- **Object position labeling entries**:

::::::

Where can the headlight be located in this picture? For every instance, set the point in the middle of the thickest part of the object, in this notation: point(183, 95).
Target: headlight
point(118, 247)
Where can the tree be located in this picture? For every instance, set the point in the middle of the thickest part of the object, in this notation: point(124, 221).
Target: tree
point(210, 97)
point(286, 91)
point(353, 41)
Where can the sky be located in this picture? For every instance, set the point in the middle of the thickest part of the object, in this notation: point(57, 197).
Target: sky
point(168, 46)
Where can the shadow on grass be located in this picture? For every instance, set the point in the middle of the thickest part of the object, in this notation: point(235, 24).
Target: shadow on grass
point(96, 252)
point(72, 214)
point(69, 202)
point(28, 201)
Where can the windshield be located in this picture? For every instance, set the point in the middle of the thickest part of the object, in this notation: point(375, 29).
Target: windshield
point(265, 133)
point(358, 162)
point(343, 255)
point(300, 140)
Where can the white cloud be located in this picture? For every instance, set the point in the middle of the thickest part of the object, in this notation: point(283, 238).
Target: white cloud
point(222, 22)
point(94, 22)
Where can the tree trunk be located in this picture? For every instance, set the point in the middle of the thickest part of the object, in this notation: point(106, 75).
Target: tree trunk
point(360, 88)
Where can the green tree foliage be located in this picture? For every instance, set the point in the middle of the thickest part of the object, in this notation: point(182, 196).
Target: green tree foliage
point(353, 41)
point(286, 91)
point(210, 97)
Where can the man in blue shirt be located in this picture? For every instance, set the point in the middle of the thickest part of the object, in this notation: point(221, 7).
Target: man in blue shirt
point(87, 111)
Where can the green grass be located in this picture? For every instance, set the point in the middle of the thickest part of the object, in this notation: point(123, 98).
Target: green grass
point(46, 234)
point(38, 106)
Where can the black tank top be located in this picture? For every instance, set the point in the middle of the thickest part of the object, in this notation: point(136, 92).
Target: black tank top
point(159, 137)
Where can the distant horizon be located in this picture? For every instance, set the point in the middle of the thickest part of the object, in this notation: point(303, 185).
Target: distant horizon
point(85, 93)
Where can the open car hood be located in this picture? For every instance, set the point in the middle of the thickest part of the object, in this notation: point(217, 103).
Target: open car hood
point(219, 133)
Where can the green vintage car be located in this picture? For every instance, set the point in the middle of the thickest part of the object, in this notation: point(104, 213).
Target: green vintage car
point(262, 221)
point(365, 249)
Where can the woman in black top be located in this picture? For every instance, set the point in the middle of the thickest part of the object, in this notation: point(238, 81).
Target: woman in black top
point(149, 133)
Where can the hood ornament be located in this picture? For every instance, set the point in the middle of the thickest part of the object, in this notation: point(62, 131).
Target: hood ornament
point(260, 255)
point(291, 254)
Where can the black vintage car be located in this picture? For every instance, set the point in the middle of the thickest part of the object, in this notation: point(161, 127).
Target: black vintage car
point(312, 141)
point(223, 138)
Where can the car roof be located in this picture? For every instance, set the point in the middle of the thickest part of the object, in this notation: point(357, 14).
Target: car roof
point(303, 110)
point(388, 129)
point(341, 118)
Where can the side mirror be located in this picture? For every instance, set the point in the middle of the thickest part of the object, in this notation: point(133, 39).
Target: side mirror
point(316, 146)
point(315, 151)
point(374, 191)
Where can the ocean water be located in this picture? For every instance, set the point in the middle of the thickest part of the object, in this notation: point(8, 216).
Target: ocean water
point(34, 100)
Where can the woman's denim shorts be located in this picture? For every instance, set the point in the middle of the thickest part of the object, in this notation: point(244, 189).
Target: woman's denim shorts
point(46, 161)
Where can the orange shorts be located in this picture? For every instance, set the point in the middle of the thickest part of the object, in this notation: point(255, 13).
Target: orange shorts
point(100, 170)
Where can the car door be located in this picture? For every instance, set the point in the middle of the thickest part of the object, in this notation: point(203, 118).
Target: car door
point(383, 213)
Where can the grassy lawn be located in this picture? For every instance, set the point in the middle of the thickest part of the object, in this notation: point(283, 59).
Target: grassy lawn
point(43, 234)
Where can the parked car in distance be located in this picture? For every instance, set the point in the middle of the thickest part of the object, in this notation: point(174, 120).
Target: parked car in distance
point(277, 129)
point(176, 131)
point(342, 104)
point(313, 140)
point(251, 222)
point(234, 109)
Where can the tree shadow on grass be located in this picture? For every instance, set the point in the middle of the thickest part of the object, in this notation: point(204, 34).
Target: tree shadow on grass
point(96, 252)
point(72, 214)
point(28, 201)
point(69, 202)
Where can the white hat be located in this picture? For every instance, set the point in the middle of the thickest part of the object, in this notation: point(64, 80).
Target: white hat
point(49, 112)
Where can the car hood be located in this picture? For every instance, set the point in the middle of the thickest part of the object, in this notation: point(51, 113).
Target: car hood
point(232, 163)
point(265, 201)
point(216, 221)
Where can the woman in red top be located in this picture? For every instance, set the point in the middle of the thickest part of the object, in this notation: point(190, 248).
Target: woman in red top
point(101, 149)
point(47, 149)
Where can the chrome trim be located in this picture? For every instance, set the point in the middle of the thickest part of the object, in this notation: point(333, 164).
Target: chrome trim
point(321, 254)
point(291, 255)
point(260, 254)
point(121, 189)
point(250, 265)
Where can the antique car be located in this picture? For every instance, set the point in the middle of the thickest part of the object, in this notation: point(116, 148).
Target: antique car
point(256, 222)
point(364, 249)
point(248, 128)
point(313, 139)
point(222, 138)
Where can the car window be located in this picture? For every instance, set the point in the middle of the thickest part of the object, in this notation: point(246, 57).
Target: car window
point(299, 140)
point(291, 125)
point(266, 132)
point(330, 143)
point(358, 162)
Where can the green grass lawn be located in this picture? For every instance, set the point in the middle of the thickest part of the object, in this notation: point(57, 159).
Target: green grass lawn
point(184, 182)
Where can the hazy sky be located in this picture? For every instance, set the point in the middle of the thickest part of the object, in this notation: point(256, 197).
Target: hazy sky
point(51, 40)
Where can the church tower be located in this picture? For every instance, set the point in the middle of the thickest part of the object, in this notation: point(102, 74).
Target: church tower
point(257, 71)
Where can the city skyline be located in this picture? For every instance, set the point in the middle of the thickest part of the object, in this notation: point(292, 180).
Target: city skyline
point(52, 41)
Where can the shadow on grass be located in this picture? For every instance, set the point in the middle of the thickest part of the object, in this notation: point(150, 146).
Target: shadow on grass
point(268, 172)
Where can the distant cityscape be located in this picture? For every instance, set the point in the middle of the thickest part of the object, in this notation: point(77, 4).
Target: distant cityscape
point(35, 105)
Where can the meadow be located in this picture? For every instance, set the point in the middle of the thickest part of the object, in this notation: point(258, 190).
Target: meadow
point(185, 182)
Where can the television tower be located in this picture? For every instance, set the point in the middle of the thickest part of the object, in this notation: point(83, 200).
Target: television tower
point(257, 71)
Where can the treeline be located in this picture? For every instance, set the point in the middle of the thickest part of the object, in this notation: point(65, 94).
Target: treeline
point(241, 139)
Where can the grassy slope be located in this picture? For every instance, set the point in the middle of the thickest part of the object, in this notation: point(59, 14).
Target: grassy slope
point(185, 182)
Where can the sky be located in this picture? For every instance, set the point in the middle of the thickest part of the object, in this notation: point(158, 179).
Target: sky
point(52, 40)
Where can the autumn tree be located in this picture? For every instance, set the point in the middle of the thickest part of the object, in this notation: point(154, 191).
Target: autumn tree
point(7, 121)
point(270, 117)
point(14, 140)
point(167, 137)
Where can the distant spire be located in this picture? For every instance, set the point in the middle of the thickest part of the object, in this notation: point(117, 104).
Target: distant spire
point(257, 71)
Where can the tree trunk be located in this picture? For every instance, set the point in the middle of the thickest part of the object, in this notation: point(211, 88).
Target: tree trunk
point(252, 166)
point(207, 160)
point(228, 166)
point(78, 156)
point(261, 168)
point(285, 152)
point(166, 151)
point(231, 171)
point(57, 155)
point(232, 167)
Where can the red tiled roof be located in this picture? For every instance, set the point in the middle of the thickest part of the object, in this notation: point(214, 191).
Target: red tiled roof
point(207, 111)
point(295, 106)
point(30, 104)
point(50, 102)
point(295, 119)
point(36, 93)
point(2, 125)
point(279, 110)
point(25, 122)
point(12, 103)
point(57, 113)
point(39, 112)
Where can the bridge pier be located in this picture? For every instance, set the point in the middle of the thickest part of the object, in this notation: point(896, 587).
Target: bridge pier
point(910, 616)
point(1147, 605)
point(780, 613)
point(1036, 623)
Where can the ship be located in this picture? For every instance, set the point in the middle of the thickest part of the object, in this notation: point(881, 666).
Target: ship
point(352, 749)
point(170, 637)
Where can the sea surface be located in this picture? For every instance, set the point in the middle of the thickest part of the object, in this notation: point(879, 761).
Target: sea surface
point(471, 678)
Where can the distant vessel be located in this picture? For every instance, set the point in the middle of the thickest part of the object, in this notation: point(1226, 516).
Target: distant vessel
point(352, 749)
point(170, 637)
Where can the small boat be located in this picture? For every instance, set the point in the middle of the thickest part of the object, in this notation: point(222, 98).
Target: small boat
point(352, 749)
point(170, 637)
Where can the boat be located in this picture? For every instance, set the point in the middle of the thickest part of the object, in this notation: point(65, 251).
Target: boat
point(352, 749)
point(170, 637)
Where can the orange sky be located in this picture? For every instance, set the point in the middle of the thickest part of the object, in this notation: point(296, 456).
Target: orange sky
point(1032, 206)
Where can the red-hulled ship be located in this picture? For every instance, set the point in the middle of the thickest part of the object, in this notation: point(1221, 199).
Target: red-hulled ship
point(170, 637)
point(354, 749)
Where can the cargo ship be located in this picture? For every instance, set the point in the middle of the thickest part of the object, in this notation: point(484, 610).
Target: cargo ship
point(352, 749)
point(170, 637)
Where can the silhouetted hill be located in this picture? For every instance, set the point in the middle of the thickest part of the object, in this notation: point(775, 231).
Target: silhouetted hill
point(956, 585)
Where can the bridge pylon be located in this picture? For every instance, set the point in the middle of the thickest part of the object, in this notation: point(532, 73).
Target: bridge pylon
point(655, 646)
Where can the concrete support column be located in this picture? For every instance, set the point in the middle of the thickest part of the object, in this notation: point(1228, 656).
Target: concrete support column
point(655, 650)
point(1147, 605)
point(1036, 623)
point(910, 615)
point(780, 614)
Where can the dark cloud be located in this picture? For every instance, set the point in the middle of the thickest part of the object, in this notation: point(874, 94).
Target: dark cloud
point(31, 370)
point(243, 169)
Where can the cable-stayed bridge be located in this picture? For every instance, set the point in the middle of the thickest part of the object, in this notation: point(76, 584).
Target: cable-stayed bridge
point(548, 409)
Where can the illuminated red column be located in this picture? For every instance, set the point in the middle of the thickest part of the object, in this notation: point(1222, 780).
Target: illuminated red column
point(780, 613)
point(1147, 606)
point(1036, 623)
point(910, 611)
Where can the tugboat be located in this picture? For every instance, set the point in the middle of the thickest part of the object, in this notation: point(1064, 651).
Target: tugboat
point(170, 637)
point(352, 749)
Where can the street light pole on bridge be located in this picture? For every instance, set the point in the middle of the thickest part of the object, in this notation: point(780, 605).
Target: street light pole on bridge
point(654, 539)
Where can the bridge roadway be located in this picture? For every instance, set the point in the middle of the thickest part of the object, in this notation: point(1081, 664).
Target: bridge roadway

::::::

- **Written task**: Rewrite the material from its first line through the line containing "point(360, 88)", switching every "thickest part" to "widest part" and leaving everything else unchanged.

- **Correct result**:
Where can the headlight be located in this picture? For every instance, set the point in the middle of the widest part of the object, in this notation: point(183, 95).
Target: headlight
point(118, 247)
Where can the tree be located in this picture? For every instance, set the point in the middle of the widest part of the object, in this notation: point(124, 221).
Target: tree
point(210, 97)
point(286, 91)
point(353, 41)
Where can the sky be located in this picture? For every instance, set the point in the middle of the widest part of the object, in this notation: point(57, 197).
Target: sky
point(168, 46)
Where can the shadow on grass be located in this picture? For every instance, set the point in the middle of the widest part of the object, in this notation: point(235, 24).
Target: shadow on grass
point(96, 252)
point(72, 214)
point(69, 202)
point(28, 201)
Where can the windshield be located in this picture? For every instance, set the point in the middle of the widest part of the object, in this notation: point(375, 29).
Target: windshield
point(265, 133)
point(358, 162)
point(343, 255)
point(300, 140)
Where can the white cloud be located in this picture? For every instance, set the point in the middle of the widest part of the object, in this notation: point(283, 238).
Target: white cloud
point(222, 22)
point(94, 22)
Where can the tree trunk be located in this picture? For every instance, set the point in the middle of the widest part of the object, in this notation: point(106, 75).
Target: tree trunk
point(360, 88)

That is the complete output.